- Exercise goal -
An exact copy of the entries is needed, with every picture left out.

- Data for analysis -

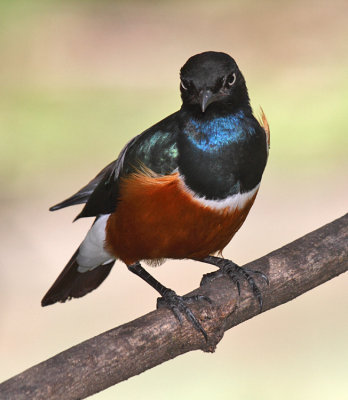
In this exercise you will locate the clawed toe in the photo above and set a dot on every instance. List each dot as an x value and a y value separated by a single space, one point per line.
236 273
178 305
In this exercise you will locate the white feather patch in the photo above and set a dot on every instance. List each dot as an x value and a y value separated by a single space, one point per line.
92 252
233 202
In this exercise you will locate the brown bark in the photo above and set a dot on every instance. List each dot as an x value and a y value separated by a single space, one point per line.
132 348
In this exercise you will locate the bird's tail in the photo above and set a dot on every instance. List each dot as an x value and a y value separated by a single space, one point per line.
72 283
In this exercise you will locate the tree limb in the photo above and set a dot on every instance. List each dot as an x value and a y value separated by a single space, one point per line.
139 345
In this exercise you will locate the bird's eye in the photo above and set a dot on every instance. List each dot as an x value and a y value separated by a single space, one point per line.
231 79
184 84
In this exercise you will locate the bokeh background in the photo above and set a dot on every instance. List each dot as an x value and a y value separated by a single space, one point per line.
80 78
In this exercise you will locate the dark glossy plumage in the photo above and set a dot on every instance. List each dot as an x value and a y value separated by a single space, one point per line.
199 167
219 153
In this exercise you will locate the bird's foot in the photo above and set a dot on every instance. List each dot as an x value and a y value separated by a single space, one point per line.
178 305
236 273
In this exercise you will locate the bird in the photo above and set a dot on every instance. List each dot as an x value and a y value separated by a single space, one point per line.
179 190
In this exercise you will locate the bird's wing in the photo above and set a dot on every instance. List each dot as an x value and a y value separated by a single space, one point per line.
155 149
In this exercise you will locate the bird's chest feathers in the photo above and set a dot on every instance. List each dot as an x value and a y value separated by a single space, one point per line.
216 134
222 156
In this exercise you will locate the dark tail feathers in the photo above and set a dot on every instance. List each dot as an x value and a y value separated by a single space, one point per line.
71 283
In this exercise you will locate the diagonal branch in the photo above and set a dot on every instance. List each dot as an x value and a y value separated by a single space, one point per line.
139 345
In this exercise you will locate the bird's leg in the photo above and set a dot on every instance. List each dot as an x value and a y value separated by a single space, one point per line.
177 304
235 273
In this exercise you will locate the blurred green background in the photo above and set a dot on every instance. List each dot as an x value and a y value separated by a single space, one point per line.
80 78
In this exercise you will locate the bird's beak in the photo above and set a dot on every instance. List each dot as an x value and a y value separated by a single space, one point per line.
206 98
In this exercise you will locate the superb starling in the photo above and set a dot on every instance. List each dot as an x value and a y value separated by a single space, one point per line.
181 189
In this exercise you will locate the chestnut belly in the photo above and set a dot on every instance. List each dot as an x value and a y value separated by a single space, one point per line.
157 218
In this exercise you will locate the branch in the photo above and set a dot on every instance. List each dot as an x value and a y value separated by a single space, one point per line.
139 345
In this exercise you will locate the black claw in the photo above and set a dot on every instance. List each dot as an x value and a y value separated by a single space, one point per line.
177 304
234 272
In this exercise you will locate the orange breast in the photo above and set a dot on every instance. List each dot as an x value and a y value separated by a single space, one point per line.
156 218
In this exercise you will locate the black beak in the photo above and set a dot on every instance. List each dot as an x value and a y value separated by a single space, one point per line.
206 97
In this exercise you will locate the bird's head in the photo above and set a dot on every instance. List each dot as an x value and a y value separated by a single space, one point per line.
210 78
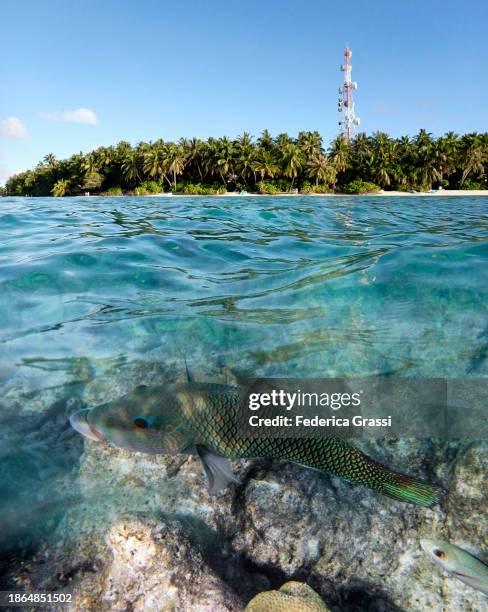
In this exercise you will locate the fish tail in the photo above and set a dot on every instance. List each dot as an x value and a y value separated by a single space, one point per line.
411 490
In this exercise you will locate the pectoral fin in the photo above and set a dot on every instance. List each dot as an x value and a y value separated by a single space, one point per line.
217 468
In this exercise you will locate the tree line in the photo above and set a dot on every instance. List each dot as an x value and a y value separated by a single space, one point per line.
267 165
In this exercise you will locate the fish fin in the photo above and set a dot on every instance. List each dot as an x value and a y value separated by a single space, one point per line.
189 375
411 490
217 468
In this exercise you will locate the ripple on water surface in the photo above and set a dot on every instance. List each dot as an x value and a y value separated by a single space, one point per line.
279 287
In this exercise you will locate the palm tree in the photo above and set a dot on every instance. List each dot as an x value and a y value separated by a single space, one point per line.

- Written answer -
In this exercise you will locate the clawed toe in the photo above and set a dot on every instance. List each dot as an x value and a y value separated by a single space, one point per line.
236 273
178 305
In this exercise you will locate the white feather patch in the photo above and set a dot on every instance. List each dot as an x value and a y value separated by a single space, one point per line.
92 252
233 202
In this exercise you will locate the brown bark in the photo above and set a dot on every instance. List each dot as an x value and a y value separated by a single space, one point per line.
132 348
In this exercise you will locate the bird's tail in the photo above and set a dot on every instance. List each dot as an x value and a y value separated by a single space, one point per line.
72 283
In this exercise you will locate the tree limb in the photo above and set a dot on every instance. List each dot as an x value and a y value separated by a single space, one point per line.
139 345
In this exercise you will locate the bird's eye in the photo above and set a dot on every instance. List each dot as an x value and a y value separated by a single space, one point per line.
231 79
184 84
In this exercise you will locate the bokeh background in the photo above and set a dot on every instance. List each dot as an x value and a y value separated by a single space, one point per line.
80 78
In this exercise you will locate the dark glossy plumage in the photo above and set a dot on every instance. List each dot as an x value and a y value separated by a single space, one point per line.
199 167
219 153
In this exercise you will locate the bird's foot in the photo above and set a dot on every instance. List each dot as an x value and a y value separated by a single space, one point per line.
178 305
236 273
In this exercise you will locate the bird in the photo above and set a dot on every instance. List each dot as an x value and a y value separated by a single space, one point per line.
179 190
In this exercise you will locate the bird's wing in the photo above and set a dot on every instance. List each dot as an x value and a y value separated by a single space, one point per line.
155 149
In this exercise you will locate the bird's chest feathers in the photo above and set a dot on every instance. List each dot as an x value and a y value separated by a single space, one point per line.
216 134
222 156
In this exercise you will locate the dark tail feathers in the photo above and set a dot on every instance. List each dot as an x value and a y value separated by a single space, one point per line.
71 283
In this exercise you will locate the diagonal branch in the photo above and set a dot on every instance. List each dot as an x value and a y value separated by a single space, one point per line.
139 345
In this exercise you will locate the bird's leg in the photo above and set a dot on every instance. List each dot as an x value and a y value separated by a single space, one point per line.
177 304
235 273
In this exercise you will locate the blurred green background in the photo above and set a dot on every instance. List each dot as an x value and a y value separated by a single space, one point per line.
80 78
In this exercise you will locate the bird's beak in the photo above and set a dot on every instance. List each dot as an x value and a y value separated by a single space, one point per line.
206 98
In this exercise you will locate the superb starling in the photo above and set a dot on every instance. List each dot as an x value and a y value separated by a single space, one point per line.
181 189
In this exercise you will locate the chestnut belly in the photo above and set a dot on every instance. List each dot as an x value and a y value separated by a single space, one point per line.
157 218
In this exercise you will locate the branch in the photo above and set a dot on every instance. List each dot as an x value and a y value separated by a single space, one point per line.
139 345
In this exercise you will locate the black claw in the photo above and set a dot on every instance. List each dot as an x value and a y value separated by a single space, one point per line.
177 304
234 272
In this exercise you will locate the orange breast in the photo above and set a dot on every instance. List each dot as an x value and a y value separated by a single space, one point per line.
156 218
In this exercise you will locate the black beak in the photo above and set a dot on every instance. List each dot as an x value and a y value separated by a single space, one point per line.
206 97
In this exercise you will locate the bird's head in the photo above and set a dot on every instance. List each dot as an x value and a y value separated by a single space, one point per line.
210 78
In this exercise you will locate the fish tail in the photo above and set a dot on every instance. List each dot as an x value and a y value separated by a single space, one point per line.
411 490
In this exercise you will locate the pectoral fin in the photo above and set a dot on every instance. List each dot as an x value and a y value separated by a single space, one point per line.
217 468
In this exercise you will locate the tree line in the photo above and set a dot on every instance. List each dot as an x value and a y value separated by a single space, one point per line.
267 165
In this exercise you will locate the fish fin in the photo above and set a dot on every instance. List each dot as an x value and a y value separated by a single space, one point per line.
189 375
411 490
217 468
In this exercise you will locate the ripple on water surface in the photo above and set a dot on every instance. List each dot as an x value and a y value separated by a single space, one point per line.
279 287
In this exercise you will locate the palm tree in the photo above and set a dot on every instance. List each dot as an x value and a y value separated by a single space, one point per line.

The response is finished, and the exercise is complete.